能否把这些条目从开头起、到含有“146L251 145L246 151L240”的那一行止（首尾两行都算在内）转成一张 Markdown 表格？表格设“序号”和“内容”两列，每行填一个行号和对应的一行文字，空行略去，图片也不要放进答案。
┌──
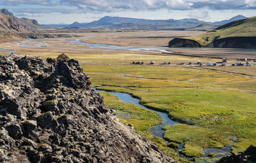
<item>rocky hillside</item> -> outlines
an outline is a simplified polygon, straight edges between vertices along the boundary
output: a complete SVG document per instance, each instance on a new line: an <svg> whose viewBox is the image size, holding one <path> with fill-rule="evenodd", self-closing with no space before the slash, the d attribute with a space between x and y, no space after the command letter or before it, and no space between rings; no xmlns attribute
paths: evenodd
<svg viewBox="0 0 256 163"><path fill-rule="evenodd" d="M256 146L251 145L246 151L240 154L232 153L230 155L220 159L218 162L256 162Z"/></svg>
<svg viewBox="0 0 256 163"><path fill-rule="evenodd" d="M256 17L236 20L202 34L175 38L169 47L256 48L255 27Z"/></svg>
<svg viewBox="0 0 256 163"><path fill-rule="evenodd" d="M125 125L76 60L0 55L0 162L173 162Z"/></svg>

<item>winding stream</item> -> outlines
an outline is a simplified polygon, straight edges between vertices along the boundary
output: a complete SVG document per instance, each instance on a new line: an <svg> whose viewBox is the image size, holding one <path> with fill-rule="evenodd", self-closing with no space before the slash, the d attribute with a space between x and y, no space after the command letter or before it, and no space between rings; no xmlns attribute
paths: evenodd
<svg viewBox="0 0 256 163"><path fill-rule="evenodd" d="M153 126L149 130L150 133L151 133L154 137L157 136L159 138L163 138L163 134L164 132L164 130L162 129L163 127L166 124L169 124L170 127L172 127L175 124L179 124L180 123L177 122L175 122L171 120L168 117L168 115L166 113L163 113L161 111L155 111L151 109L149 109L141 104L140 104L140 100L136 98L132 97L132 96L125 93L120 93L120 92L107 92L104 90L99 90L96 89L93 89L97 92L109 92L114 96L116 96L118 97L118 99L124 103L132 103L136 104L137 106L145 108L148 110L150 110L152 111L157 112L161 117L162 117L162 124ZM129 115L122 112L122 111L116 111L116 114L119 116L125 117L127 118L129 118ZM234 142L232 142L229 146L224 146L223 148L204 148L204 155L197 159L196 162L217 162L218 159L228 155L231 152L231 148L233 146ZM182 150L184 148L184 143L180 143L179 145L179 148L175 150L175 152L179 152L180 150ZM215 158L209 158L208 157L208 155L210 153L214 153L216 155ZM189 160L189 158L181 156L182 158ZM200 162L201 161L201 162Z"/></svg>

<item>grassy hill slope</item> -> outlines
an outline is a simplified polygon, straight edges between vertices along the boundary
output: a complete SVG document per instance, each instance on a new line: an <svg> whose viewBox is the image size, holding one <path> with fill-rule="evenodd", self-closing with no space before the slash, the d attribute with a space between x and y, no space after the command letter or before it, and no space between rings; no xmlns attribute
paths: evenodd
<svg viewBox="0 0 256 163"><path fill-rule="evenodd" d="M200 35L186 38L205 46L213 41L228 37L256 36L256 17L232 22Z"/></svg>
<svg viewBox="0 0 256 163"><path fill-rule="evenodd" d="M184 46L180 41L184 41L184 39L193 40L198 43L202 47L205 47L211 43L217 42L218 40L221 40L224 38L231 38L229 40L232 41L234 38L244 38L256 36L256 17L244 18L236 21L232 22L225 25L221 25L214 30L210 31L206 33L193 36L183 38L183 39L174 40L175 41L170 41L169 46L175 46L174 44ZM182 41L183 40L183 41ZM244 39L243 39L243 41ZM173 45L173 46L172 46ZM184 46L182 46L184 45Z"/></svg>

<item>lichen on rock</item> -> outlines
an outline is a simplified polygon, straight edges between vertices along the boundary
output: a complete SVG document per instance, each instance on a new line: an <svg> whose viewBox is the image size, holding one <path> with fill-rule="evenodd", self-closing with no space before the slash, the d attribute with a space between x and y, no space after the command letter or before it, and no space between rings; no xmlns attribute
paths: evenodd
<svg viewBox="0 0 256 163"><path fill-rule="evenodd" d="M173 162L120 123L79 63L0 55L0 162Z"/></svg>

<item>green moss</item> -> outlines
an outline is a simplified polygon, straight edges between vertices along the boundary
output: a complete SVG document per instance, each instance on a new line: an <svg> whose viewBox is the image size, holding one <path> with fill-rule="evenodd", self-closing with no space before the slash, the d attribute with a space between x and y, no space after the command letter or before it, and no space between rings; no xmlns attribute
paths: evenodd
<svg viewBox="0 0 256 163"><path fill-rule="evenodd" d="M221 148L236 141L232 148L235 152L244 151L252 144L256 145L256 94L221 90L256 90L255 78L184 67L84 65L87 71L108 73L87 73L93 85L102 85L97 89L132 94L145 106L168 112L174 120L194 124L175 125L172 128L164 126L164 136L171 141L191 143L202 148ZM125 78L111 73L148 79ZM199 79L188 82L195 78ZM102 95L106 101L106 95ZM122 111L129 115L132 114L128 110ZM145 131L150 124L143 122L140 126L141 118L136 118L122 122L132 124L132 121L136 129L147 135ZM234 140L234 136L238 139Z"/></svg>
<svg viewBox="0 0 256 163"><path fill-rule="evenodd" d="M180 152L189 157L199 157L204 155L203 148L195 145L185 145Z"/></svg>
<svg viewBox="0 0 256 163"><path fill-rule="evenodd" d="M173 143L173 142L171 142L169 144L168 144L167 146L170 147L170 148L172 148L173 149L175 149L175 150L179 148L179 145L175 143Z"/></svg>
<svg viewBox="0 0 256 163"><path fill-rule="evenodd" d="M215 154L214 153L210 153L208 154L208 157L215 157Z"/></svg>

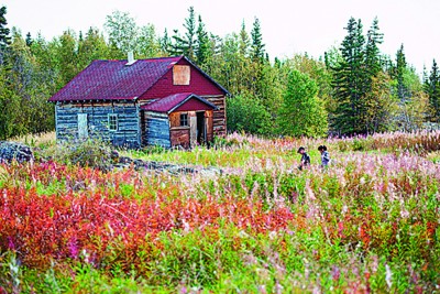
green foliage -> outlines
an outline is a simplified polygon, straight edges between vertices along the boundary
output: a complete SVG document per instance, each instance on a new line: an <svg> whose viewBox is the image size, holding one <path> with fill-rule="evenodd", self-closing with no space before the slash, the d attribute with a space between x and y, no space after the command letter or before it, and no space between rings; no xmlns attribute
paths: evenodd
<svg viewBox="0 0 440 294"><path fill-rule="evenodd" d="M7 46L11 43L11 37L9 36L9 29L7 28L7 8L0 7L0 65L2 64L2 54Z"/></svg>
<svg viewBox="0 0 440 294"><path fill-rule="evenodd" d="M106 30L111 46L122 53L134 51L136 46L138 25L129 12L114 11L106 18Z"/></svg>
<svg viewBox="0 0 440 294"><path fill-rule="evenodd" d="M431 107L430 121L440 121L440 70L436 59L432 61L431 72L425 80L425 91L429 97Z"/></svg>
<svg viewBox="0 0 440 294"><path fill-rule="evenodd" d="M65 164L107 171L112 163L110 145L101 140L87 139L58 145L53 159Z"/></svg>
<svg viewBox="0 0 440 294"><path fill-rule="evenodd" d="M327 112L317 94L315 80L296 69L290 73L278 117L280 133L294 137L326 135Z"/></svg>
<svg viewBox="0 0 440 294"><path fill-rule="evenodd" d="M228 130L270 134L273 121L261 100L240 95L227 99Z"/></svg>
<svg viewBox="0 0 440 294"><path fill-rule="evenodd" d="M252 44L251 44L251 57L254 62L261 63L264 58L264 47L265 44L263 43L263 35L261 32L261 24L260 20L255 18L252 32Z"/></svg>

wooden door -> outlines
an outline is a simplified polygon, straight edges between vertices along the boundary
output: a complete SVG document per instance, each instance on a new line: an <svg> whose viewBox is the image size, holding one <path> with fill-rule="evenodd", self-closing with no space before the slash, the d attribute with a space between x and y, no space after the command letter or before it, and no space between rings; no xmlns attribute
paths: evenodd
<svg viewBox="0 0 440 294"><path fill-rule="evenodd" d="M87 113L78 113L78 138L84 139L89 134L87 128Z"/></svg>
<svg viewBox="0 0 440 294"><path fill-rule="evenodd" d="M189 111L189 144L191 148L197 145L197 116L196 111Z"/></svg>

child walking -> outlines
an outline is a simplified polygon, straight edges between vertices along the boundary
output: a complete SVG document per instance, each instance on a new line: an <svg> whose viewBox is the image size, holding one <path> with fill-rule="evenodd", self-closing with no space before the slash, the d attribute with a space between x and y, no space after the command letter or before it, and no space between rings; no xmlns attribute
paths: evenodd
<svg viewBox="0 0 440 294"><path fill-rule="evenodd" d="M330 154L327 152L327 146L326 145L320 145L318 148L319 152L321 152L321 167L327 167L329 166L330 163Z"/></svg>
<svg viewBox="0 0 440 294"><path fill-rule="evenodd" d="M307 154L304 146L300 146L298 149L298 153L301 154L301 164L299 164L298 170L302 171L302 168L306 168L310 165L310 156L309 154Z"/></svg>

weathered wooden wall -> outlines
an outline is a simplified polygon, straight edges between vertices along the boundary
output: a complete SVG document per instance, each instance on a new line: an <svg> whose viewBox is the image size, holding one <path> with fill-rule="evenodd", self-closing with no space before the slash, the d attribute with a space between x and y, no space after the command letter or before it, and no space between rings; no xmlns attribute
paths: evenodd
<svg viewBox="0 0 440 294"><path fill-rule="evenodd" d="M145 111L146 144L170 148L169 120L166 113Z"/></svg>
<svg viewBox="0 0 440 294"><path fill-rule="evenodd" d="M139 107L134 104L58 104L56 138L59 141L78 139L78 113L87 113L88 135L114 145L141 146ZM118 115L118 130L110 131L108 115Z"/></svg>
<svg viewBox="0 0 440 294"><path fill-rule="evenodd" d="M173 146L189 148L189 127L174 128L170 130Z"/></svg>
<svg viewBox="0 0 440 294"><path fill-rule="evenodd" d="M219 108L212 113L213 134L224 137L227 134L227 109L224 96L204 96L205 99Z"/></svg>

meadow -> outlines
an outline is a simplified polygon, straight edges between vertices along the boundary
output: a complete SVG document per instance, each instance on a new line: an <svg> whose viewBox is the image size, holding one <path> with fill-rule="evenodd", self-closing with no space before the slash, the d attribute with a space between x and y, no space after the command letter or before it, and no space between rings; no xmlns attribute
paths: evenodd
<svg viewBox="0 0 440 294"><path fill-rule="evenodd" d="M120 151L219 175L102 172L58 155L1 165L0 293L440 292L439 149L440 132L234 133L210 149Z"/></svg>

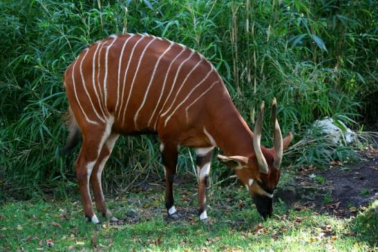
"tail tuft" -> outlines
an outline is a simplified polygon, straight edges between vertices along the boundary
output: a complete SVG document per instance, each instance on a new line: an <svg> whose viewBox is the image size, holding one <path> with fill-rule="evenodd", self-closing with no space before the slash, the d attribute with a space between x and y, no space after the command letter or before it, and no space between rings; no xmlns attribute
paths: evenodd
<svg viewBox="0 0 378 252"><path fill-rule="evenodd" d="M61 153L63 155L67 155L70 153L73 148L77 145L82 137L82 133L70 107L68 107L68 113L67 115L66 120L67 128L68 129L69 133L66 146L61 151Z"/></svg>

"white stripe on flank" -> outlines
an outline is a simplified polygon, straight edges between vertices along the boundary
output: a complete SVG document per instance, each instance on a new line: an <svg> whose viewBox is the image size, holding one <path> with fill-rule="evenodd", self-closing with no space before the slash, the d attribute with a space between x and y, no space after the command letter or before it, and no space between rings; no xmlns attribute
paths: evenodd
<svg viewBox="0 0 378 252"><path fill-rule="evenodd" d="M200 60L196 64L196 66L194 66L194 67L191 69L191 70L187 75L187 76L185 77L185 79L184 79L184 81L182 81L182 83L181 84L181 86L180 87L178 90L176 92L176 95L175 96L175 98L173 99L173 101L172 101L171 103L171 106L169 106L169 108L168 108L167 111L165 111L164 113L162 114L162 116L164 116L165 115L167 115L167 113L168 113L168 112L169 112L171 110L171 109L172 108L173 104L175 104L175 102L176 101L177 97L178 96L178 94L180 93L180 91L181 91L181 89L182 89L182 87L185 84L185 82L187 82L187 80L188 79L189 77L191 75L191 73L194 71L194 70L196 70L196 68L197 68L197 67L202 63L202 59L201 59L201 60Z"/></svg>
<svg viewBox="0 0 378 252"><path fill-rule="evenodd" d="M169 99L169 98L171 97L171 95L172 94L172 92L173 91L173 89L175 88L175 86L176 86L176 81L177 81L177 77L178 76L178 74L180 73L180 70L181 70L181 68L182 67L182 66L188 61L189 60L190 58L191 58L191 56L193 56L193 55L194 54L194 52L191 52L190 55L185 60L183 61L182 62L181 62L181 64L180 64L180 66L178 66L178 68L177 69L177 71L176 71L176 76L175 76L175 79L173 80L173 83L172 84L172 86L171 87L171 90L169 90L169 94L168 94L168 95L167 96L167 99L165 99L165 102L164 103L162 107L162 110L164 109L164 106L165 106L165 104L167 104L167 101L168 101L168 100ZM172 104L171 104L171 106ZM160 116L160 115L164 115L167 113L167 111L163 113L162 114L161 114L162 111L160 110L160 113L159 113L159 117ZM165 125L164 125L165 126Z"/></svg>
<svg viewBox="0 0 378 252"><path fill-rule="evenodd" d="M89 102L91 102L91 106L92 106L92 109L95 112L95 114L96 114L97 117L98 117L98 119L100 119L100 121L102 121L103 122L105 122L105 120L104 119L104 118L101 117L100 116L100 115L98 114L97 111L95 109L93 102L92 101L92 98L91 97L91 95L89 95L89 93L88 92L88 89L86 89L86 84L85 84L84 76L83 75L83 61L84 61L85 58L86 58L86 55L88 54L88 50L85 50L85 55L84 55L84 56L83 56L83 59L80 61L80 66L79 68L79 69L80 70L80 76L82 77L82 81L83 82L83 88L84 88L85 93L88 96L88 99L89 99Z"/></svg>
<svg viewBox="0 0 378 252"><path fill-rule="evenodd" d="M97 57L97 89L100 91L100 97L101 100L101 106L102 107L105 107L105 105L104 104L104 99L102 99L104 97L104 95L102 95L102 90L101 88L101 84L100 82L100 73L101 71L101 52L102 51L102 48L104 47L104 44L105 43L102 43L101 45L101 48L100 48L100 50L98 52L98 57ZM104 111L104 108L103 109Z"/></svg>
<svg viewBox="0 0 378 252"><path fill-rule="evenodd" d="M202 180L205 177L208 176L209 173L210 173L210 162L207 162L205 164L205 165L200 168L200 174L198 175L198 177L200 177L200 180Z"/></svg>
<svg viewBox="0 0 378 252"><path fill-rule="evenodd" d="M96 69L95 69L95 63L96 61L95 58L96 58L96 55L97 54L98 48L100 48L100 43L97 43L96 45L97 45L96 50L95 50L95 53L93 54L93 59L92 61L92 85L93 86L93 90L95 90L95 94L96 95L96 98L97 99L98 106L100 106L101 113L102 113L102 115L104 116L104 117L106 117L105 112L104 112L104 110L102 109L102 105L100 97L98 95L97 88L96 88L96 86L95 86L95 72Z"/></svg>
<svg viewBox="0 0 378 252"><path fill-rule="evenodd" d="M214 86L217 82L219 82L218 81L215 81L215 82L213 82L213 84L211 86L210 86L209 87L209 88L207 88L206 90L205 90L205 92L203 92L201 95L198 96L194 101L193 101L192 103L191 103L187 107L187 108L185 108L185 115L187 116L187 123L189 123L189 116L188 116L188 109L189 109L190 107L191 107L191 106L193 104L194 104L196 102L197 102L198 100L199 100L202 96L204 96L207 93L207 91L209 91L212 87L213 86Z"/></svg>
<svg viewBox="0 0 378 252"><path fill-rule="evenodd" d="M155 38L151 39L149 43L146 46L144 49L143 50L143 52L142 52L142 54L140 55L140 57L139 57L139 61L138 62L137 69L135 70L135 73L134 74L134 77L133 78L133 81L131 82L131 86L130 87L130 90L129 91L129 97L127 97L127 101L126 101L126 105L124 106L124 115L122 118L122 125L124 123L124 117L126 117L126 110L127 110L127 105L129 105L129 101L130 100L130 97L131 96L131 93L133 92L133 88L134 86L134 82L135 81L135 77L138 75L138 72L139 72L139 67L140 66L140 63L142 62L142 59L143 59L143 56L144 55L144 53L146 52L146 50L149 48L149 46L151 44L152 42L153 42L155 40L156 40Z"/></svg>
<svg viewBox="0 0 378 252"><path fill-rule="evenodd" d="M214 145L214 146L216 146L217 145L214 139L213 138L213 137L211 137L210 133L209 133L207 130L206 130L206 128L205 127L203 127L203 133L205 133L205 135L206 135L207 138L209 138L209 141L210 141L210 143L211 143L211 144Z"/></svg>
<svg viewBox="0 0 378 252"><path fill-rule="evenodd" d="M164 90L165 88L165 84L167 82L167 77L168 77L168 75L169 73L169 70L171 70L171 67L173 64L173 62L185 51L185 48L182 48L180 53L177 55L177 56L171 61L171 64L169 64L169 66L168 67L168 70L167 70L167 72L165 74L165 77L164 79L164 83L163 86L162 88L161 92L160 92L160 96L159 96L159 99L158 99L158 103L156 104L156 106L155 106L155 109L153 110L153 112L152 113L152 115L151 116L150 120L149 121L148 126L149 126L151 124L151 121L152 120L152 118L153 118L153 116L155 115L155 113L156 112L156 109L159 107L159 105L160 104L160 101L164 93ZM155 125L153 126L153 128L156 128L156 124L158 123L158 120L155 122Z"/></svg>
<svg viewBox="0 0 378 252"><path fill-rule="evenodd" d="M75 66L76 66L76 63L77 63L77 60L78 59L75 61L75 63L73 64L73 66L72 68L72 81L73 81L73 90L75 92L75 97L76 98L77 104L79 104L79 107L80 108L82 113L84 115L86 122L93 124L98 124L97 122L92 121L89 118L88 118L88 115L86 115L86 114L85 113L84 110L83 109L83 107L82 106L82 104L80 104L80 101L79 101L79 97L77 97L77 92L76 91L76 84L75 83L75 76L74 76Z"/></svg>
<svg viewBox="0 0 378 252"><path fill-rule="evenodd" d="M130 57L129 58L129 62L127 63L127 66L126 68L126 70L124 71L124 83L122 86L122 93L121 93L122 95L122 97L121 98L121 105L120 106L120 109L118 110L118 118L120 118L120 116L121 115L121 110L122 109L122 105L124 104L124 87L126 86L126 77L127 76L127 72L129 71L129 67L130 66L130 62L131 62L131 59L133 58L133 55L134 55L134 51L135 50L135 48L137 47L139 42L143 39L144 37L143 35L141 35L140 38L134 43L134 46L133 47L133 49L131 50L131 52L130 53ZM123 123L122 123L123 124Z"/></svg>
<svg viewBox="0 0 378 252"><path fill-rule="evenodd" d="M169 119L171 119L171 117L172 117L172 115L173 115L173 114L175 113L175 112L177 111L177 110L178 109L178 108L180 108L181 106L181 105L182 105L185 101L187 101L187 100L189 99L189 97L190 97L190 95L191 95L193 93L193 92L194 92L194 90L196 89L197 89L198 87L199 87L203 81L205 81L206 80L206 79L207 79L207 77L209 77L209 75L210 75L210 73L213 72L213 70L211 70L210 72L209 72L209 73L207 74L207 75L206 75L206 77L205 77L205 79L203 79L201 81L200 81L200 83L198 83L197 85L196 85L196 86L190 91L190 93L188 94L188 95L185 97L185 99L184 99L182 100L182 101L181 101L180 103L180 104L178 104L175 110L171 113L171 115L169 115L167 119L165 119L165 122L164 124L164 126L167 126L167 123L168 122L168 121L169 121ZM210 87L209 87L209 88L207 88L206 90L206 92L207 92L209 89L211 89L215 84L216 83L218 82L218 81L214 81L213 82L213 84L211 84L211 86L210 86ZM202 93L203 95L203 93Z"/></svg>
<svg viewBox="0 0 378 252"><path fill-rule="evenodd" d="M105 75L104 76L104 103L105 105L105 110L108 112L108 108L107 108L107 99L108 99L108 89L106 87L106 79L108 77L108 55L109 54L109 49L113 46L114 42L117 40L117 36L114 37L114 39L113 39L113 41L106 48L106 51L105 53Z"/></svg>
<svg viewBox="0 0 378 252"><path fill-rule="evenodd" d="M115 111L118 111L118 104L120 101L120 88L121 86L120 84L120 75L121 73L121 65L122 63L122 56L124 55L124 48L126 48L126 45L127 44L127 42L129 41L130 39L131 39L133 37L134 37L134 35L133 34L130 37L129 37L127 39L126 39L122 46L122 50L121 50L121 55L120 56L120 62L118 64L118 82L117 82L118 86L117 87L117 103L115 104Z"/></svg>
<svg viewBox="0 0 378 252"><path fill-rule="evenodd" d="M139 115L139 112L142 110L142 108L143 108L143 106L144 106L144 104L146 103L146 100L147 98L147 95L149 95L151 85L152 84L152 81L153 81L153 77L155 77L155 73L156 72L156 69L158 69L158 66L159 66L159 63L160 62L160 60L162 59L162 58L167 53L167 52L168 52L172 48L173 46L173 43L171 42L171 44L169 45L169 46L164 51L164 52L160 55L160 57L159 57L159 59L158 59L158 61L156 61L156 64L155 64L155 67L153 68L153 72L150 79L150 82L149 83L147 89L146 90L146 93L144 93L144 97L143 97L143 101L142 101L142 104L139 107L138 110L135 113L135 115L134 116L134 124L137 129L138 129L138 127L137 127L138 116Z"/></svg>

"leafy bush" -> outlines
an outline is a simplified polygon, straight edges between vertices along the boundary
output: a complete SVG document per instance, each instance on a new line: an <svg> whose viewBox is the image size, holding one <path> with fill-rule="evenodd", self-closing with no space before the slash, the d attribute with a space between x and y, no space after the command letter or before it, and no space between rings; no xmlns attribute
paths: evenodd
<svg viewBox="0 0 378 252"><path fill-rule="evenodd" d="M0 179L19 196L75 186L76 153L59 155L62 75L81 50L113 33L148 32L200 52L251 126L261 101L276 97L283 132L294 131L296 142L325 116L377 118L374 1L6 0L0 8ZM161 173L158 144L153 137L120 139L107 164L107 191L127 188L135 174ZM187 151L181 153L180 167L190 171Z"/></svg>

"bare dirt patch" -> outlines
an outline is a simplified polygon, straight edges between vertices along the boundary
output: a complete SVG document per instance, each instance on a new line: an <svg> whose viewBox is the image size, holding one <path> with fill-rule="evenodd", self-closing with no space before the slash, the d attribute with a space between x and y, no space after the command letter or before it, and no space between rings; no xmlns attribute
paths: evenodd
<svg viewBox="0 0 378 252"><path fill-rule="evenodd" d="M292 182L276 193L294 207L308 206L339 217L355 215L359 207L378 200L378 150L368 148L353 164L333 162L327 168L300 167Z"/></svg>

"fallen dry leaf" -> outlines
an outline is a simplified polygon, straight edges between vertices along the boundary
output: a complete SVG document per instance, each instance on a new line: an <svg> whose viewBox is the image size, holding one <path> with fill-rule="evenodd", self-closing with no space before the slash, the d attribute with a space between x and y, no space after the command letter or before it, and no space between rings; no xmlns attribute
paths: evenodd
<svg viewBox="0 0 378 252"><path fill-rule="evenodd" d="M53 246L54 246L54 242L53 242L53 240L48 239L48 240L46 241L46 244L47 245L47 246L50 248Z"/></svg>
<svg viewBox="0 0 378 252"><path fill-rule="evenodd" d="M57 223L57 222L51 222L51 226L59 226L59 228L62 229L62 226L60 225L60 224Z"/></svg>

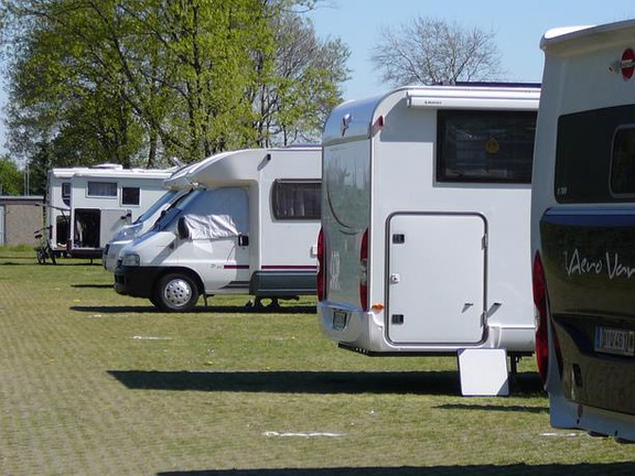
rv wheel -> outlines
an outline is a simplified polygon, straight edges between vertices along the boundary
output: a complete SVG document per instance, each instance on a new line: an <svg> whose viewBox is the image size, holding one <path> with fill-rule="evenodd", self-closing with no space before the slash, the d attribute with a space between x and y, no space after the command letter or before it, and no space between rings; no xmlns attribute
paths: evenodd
└──
### 练习解答:
| 序号 | 内容 |
|---|---|
| 1 | <item>rocky hillside</item> -> outlines |
| 2 | an outline is a simplified polygon, straight edges between vertices along the boundary |
| 3 | output: a complete SVG document per instance, each instance on a new line: an <svg> whose viewBox is the image size, holding one <path> with fill-rule="evenodd", self-closing with no space before the slash, the d attribute with a space between x and y, no space after the command letter or before it, and no space between rings; no xmlns attribute |
| 4 | paths: evenodd |
| 5 | <svg viewBox="0 0 256 163"><path fill-rule="evenodd" d="M256 146L251 145L246 151L240 154L232 153L230 155L220 159L218 162L256 162Z"/></svg> |